READING PASSAGE START
Our early hominid ancestors, the earliest versions of Homo sapiens, and perhaps even Homo erectus and Homo habilis, must have possessed some degree of access to consciousness, in spite of having developed only a limited capacity for cognitive awareness. When we examine what is known about the early history of humanity, and compare the progress through the millennia from the earlier versions of “modern” humans who painted images on cave walls some 35,000 years ago, to that of our 21st century human experience, it becomes clear that simply possessing the same requisite brain structure as those previous ancestors was not sufficient to allow them the immediate acquisition of sophisticated and comprehensive appreciation of our subjective experience of consciousness.

The unfolding of human consciousness, the gradual sophistication of human activities, the evolution of the human body and brain structures, and the subsequent increases in cognitive talent, eventually provided the first modern humans with an adequate foundation for apprehending the “what-it’s-like” subjective awareness of being alive, and initiated a coordination of the gradually improving array of brain functions to make use of the more unified subjective awareness of existing as a physical being in the physical universe. In order for these early humans to achieve a penetrating and subjective self-awareness required them to possess not only a nominally functional brain, supported by an equally functional central nervous system, enhanced by each of the sensory systems which provided the necessary neural stimulation for the developing brain, but also to have a reasonably healthy body that was ambulatory with basic cardiovascular and digestive functionality as well. The sustained integration of all these bodily and cognitive functions over tens of thousands of years eventually became sufficient to bring subjective awareness into fullness, which established the groundwork for the development of language, and the subsequent ability to express that awareness in a meaningful way.
READING PASSAGE END
STORED DATA START
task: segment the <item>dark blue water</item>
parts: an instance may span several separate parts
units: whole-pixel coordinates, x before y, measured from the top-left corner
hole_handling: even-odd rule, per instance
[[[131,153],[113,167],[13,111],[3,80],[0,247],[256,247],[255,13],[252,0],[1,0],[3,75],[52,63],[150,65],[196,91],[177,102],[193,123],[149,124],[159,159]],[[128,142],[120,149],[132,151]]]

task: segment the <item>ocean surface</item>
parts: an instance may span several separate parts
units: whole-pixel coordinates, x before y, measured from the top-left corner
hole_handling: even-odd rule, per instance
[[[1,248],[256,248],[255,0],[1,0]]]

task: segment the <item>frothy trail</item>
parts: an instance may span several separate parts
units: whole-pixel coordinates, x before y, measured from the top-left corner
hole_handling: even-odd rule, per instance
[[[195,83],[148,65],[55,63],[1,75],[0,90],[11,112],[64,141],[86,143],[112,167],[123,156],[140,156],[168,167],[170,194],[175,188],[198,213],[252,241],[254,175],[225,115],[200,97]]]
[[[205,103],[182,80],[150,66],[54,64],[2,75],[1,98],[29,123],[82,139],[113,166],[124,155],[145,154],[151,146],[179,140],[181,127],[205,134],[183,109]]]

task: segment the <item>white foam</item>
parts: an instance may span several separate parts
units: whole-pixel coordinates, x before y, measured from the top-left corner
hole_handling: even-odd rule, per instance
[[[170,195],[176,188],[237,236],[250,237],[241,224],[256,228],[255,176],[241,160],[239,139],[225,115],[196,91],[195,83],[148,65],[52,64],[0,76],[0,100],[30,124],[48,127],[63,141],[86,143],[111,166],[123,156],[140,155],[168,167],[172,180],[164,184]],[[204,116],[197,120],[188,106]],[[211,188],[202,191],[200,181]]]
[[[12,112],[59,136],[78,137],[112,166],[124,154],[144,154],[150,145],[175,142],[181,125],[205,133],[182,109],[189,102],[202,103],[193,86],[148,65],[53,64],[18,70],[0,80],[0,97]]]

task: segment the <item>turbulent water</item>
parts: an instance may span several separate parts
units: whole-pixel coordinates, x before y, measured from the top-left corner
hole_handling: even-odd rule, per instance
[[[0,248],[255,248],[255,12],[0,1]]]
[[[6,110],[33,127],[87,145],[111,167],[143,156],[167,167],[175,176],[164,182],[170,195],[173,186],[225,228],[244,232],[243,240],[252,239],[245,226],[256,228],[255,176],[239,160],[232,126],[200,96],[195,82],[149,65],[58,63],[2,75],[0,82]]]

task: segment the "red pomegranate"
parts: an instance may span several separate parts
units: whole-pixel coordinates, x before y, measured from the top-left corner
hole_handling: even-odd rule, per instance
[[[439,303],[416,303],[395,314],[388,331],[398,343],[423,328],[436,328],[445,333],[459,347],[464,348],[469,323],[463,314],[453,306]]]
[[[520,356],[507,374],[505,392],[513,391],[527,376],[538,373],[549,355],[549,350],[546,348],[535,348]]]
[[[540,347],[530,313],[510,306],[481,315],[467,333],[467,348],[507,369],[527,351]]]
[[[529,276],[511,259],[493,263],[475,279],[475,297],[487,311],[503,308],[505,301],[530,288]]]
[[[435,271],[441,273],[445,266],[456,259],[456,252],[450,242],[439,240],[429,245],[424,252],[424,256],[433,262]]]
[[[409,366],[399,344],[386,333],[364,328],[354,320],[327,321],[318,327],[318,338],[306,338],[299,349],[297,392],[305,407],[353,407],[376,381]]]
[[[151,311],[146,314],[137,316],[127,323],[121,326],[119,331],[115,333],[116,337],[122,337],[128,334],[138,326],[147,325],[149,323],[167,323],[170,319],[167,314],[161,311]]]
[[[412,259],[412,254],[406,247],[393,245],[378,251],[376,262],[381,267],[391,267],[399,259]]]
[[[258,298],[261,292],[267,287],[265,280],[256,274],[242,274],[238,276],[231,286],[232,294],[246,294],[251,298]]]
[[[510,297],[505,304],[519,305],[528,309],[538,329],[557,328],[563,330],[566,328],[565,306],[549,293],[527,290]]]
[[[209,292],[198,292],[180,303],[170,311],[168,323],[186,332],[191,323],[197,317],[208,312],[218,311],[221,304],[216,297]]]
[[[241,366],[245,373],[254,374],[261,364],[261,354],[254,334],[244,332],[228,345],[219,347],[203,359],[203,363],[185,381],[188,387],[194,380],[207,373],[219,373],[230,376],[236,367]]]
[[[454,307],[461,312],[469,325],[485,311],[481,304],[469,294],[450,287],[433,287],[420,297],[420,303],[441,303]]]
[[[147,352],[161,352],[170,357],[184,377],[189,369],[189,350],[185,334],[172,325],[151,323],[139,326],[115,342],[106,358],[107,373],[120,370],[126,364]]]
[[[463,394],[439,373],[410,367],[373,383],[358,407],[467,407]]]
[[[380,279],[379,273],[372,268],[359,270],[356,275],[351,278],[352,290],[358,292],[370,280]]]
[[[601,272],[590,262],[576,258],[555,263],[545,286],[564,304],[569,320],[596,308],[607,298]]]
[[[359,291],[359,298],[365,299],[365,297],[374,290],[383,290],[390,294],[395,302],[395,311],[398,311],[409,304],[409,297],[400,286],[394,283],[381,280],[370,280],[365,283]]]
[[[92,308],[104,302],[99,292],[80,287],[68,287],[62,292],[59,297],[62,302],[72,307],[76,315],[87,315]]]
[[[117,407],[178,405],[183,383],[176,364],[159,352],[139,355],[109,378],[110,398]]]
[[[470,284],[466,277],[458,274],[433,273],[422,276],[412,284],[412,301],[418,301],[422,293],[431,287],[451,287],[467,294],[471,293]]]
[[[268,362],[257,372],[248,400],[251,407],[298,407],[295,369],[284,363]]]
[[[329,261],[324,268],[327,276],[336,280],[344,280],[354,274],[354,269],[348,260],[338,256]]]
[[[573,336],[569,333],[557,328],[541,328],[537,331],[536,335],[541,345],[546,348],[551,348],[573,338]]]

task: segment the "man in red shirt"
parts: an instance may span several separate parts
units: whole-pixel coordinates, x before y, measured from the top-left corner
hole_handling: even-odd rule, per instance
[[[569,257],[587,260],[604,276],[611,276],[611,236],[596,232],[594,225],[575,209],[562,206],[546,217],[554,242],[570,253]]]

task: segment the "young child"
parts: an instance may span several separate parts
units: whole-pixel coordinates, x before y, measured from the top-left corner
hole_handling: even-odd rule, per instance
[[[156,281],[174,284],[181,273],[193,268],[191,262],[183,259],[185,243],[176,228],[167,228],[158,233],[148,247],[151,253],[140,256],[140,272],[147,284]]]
STORED DATA END
Name every species of the genus Homo mentioned in the passage on the origins of human consciousness.

Homo sapiens, Homo erectus, Homo habilis